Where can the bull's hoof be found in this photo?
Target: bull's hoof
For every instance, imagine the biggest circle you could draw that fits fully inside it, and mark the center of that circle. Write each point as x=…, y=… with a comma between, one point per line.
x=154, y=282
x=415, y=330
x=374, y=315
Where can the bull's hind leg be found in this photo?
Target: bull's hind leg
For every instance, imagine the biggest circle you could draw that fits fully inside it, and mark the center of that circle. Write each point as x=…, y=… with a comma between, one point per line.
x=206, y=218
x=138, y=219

---

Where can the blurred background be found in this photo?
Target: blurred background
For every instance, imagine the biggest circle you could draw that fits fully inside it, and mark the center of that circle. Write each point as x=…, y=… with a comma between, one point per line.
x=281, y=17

What needs to be done =
Copy out the entries from the line with "Where can the bull's hind" to the line with "x=138, y=219", both lines included and requests kept. Shift every x and y coordinate in the answers up by 116.

Reply to the task =
Where can the bull's hind leg be found in this photo?
Target: bull's hind leg
For every instance, imagine the biggest circle you could draw that fits fully inside it, and mark the center of that circle. Write each point as x=…, y=… with a comma between, one point per line.
x=322, y=334
x=254, y=335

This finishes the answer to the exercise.